• [SET PROBLEM]:
Render the rows from the line containing "the mown grass path" through the end of the rows as a numbered list, leaving out blank lines.

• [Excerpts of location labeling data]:

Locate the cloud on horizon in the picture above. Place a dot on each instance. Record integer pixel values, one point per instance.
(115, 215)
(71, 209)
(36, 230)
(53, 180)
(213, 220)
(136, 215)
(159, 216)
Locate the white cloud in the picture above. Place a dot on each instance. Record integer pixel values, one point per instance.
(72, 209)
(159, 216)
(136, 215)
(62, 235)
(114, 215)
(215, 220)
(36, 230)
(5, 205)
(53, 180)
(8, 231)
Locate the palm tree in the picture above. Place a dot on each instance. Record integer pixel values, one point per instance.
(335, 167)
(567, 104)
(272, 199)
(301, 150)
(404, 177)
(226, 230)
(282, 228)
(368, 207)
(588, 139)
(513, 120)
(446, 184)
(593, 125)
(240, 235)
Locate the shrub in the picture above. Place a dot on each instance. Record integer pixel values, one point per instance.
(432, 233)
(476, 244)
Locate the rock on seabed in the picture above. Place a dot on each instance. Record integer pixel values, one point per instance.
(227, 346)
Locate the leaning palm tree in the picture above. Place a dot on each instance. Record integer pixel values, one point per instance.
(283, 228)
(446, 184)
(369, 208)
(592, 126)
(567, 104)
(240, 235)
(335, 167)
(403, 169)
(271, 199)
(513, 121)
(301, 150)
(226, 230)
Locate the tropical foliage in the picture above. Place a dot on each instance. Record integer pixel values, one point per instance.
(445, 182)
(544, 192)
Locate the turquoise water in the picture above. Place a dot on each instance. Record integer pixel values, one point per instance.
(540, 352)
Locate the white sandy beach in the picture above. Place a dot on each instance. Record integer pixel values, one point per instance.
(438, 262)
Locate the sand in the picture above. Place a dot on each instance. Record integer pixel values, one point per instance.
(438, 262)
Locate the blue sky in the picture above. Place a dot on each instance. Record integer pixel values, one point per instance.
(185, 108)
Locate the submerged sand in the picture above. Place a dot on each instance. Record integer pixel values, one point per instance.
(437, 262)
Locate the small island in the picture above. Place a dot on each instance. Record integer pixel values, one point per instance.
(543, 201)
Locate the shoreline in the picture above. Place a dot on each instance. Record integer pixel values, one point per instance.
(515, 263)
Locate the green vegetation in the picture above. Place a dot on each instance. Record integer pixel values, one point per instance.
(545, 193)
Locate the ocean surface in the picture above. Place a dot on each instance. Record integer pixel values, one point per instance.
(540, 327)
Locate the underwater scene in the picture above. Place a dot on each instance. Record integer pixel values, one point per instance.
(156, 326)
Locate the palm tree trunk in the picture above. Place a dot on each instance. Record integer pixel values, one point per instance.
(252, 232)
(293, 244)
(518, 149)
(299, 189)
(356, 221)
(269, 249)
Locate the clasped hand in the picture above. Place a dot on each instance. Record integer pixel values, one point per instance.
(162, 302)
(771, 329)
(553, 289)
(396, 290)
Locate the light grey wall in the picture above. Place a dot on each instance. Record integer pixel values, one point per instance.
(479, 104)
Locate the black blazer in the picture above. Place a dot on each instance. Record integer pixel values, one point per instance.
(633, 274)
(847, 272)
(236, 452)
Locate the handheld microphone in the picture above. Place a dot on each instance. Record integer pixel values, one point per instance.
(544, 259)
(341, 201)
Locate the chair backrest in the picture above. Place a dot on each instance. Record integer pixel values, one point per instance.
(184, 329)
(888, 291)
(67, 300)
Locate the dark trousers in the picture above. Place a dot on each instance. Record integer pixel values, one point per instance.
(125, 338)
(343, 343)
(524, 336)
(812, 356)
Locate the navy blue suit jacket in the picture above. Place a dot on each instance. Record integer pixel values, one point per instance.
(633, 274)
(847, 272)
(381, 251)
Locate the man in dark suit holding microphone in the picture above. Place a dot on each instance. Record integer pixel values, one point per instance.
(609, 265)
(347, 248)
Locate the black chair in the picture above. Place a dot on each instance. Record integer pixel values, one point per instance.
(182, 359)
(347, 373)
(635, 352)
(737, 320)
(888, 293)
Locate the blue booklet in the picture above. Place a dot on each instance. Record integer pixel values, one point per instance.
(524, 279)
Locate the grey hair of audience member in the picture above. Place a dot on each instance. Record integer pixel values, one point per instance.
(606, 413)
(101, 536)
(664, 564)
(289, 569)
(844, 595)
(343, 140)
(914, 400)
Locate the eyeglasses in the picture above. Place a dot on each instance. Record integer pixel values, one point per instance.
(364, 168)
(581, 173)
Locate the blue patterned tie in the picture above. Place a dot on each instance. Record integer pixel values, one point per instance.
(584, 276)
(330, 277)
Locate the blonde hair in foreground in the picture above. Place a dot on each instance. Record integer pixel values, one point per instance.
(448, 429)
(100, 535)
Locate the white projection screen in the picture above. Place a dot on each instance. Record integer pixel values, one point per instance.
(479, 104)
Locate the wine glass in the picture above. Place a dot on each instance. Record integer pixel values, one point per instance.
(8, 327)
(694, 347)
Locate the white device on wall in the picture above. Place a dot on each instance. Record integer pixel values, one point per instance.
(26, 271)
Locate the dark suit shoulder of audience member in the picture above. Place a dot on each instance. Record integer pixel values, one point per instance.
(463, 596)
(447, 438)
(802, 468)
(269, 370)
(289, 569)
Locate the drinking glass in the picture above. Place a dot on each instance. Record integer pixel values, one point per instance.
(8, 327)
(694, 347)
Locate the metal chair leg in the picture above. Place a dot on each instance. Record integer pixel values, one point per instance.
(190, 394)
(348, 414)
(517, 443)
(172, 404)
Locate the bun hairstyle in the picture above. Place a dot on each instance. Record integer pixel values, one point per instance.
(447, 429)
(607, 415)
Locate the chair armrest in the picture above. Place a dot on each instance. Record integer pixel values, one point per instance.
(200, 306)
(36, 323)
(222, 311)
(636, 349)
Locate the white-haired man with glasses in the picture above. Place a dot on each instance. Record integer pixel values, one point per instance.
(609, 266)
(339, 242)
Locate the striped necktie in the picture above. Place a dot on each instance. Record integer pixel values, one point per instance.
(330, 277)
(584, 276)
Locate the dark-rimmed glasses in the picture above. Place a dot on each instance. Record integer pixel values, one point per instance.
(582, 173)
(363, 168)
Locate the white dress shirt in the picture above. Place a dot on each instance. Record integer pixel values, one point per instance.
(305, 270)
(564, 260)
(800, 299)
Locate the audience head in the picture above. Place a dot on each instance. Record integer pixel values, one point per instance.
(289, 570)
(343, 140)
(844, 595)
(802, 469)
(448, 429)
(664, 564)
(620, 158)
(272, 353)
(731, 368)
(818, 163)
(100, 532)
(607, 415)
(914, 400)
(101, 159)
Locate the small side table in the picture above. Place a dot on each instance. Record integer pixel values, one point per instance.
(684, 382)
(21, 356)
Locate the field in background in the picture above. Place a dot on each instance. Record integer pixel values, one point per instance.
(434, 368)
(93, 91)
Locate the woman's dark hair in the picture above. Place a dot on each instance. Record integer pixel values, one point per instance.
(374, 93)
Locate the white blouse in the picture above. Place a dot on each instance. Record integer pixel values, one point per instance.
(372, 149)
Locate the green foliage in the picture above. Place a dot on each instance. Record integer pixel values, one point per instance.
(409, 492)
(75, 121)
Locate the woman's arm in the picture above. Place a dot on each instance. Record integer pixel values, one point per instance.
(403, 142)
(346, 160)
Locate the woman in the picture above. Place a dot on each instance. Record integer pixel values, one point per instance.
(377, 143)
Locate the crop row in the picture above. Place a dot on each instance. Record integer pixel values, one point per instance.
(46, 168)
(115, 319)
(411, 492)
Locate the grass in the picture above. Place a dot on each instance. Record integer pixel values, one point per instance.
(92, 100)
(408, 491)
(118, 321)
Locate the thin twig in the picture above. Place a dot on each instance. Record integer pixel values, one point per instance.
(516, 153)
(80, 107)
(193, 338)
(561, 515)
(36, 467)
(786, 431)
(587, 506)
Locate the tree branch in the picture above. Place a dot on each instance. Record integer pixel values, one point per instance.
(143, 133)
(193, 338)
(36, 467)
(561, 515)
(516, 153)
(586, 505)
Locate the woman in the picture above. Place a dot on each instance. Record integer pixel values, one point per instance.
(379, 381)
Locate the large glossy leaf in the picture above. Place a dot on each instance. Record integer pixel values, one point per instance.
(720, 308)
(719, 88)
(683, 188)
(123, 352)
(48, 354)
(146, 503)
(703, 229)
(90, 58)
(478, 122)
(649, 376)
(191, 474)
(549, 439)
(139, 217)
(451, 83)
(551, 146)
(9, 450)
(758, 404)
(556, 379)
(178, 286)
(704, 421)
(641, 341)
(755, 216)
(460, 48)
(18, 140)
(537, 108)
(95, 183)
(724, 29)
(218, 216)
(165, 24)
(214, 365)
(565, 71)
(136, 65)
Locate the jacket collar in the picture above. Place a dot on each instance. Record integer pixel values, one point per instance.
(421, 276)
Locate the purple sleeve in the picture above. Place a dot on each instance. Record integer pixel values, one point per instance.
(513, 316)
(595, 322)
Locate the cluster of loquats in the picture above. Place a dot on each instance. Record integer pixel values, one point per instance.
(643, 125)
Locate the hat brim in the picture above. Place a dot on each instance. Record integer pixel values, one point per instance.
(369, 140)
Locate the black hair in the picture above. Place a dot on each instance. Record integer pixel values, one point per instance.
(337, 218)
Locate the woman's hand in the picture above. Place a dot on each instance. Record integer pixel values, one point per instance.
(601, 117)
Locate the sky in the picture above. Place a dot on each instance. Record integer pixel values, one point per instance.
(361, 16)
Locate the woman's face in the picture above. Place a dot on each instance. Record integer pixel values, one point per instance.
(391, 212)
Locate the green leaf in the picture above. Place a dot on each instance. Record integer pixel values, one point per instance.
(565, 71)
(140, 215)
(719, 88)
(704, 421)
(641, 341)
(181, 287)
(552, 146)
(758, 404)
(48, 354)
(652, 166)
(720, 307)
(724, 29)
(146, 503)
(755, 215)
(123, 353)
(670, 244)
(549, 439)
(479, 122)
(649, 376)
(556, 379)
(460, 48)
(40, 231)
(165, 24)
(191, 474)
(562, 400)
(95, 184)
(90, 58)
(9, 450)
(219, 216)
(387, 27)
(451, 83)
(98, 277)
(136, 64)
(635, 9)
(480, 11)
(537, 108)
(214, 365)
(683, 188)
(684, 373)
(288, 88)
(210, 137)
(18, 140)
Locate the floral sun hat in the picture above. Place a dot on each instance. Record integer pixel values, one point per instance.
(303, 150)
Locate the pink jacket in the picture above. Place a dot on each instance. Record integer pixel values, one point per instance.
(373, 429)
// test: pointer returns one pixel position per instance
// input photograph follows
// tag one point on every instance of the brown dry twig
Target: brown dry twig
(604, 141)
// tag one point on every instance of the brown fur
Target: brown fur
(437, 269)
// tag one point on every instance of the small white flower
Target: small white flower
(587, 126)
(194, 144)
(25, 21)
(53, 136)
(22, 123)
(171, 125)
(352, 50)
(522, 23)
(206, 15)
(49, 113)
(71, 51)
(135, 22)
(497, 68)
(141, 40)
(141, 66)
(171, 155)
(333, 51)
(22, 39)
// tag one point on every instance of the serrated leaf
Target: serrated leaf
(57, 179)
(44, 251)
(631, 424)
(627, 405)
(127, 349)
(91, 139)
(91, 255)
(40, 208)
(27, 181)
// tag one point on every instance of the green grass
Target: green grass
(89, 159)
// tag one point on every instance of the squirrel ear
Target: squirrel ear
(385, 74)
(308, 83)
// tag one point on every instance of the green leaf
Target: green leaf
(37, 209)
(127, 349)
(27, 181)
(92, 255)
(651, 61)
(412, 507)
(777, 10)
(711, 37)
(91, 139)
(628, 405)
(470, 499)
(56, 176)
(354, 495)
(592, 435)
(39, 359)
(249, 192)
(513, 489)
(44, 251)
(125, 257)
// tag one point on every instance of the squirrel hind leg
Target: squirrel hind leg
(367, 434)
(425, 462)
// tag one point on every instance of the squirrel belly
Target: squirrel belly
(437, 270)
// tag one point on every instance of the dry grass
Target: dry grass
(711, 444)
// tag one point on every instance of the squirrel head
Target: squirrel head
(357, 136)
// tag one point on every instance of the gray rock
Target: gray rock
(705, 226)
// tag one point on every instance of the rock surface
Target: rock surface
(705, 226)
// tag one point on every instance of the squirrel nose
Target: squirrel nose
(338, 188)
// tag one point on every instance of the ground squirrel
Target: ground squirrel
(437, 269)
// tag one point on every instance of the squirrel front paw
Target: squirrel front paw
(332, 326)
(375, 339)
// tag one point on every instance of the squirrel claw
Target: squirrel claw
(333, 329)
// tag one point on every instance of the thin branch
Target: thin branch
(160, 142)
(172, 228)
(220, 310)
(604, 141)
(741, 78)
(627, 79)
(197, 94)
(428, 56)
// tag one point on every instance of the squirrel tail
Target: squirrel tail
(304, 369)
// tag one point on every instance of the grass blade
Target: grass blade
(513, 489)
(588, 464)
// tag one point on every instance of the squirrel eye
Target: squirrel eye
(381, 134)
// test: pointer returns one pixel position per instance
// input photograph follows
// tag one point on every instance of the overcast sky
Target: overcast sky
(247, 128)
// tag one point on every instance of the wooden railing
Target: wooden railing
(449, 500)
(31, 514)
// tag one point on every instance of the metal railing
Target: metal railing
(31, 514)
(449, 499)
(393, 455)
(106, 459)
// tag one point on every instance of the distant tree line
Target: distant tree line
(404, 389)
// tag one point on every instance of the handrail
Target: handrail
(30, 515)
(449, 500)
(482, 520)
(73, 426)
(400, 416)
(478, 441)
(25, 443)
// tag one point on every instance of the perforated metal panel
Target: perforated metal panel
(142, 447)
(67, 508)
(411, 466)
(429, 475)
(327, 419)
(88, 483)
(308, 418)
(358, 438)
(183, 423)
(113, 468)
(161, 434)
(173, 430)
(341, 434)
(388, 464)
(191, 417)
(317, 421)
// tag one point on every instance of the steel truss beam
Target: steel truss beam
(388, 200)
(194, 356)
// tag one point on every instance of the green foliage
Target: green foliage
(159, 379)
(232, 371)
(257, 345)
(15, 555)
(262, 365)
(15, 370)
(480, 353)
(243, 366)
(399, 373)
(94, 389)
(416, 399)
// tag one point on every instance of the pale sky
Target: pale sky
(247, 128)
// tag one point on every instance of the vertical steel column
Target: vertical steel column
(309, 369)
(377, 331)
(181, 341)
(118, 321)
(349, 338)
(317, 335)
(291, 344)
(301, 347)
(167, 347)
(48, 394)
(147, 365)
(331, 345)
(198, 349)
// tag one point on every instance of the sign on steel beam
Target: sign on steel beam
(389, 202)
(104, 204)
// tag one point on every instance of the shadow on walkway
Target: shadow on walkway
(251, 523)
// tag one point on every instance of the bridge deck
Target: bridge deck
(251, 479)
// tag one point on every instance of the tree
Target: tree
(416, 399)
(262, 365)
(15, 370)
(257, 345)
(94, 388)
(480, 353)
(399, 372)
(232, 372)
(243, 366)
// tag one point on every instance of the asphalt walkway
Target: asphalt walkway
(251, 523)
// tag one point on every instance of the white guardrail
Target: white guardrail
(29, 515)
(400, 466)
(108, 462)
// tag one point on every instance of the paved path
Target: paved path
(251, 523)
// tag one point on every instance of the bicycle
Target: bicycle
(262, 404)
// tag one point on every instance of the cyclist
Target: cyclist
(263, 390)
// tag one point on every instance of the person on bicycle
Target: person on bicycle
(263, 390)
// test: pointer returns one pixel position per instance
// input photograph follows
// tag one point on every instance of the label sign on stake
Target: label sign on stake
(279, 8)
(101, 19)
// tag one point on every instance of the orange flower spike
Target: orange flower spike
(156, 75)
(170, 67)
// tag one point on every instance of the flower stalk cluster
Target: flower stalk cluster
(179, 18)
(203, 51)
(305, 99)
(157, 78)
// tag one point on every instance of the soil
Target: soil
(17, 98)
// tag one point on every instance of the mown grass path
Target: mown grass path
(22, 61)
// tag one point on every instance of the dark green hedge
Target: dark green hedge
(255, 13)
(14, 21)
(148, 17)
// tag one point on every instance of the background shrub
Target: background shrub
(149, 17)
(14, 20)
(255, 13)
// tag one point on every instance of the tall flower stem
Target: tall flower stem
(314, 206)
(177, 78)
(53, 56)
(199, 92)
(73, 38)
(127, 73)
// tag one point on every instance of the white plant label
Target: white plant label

• [OUTPUT FOR THIS EXERCISE]:
1. // tag one point on every instance of the mown grass path
2. Target: mown grass path
3. (22, 61)
4. // tag one point on every instance of the dark green hedge
5. Target: dark green hedge
6. (255, 13)
7. (14, 21)
8. (148, 17)
9. // tag one point on every instance of the background shrub
10. Target: background shrub
11. (149, 17)
12. (14, 20)
13. (255, 13)
14. // tag one point on every instance of the tall flower stem
15. Target: tall flower stem
16. (314, 206)
17. (177, 78)
18. (53, 56)
19. (199, 92)
20. (73, 38)
21. (127, 73)
22. // tag one point on every instance of the white plant label
23. Target: white plant label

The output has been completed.